Things to do
**A.** In the leadership race article, reproduce verbatim the passage that opens with the words "It wasn’t just" and ends after the words "on Saturday afternoon.".
**B.** Answer these questions from the leadership race article.
(i) What percentage of the votes did Jason Kenney receive?
(ii) Which candidate placed second, and with what share of the vote?
(iii) According to Starkey, who could be handed the keys to the legislature for another four years?

It wasn’t just a vote to determine a new leader, it was a decision on the future of the party. In the end, Progressive Conservatives voted to pursue a path toward unity with their Wildrose cousins as Jason Kenney was crowned the winner of the party’s leadership race.
Kenney handily took the party’s top job with 75 per cent of the votes from 1476 delegates who cast ballots on Saturday afternoon.
“We Albertans are going to unite to take our province back,” said Kenney.
Placing second with 22% was sitting MLA Richard Starkey, who painted a grim picture of what he described as a convoluted unity process.
“If we unite, then what? Well, then we hold our breath, hoping none of our candidates say gay people will spend eternity in a lake of fire, hoping our campus club doesn’t send out an e-mail that says feminism is cancer, hoping one of our MLAs doesn’t heckle the visiting premier or that a group of nine MLAs doesn’t compare the Ukrainian famine-genocide to the carbon tax,” said Starkey to a chorus of boos, referring to a number of missteps by the Wildrose Party. “If anything like that happens, and it seems to happen with alarming regularity, you can hand Rachel Notley and the NDP the keys to the legislature for another four years.”

Dataset excerpts:
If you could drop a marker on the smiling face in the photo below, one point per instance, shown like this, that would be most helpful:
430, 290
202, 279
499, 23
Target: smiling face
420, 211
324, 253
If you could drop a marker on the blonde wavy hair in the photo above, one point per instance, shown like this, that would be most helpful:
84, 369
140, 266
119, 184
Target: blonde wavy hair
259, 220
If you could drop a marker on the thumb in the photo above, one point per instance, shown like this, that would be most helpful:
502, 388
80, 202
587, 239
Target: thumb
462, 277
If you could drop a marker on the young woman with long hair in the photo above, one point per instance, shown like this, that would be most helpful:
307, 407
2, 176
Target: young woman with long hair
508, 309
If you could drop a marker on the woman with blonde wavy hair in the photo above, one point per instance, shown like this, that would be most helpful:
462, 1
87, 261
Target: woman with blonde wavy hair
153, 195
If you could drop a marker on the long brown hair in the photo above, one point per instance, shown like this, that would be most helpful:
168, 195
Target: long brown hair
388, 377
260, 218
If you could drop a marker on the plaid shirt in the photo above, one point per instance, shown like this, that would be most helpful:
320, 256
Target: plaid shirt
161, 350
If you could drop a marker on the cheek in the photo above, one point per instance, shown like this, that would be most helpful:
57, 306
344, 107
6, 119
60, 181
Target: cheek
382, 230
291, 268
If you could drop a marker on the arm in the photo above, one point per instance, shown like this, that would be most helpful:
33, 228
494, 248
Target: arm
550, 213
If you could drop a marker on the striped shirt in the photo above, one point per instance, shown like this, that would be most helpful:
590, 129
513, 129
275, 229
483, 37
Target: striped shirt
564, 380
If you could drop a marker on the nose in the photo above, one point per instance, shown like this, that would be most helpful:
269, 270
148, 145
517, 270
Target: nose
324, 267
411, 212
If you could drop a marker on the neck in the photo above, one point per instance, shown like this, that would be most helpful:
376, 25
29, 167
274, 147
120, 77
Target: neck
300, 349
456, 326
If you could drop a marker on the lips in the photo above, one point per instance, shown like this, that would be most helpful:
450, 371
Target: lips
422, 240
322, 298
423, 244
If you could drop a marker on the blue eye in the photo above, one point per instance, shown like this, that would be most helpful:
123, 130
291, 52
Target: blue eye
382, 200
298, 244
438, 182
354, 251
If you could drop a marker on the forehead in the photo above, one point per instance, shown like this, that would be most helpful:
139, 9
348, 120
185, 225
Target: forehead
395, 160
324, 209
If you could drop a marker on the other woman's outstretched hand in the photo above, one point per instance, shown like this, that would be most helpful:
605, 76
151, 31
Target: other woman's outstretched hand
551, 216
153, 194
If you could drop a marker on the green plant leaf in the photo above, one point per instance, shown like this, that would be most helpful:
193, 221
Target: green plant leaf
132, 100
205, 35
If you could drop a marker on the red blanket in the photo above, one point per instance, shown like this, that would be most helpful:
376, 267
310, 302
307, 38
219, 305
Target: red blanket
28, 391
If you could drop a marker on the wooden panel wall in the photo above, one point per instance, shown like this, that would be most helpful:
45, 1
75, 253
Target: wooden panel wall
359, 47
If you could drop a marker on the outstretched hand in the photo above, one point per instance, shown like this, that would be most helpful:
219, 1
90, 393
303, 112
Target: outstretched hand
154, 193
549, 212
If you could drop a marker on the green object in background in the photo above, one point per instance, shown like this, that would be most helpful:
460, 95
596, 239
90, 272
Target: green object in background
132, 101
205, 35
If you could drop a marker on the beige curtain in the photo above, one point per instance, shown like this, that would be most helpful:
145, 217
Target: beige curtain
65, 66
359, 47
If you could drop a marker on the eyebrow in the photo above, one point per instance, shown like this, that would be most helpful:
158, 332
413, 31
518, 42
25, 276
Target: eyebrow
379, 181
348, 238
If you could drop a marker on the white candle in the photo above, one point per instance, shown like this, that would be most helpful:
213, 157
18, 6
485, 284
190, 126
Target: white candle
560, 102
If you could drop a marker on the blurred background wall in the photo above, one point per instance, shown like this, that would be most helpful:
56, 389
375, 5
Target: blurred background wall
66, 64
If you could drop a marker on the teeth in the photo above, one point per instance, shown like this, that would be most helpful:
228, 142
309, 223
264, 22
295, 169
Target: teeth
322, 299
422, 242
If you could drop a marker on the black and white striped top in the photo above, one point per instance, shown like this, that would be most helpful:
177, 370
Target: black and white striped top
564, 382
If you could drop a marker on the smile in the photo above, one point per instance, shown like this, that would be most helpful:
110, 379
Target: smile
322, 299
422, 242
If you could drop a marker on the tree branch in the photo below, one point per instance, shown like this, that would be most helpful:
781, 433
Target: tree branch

Outputs for the tasks
**A.**
It wasn’t just a vote to determine a new leader, it was a decision on the future of the party. In the end, Progressive Conservatives voted to pursue a path toward unity with their Wildrose cousins as Jason Kenney was crowned the winner of the party’s leadership race.
Kenney handily took the party’s top job with 75 per cent of the votes from 1476 delegates who cast ballots on Saturday afternoon.

**B.**
(i) 75 per cent.
(ii) Richard Starkey, with 22%.
(iii) Rachel Notley and the NDP.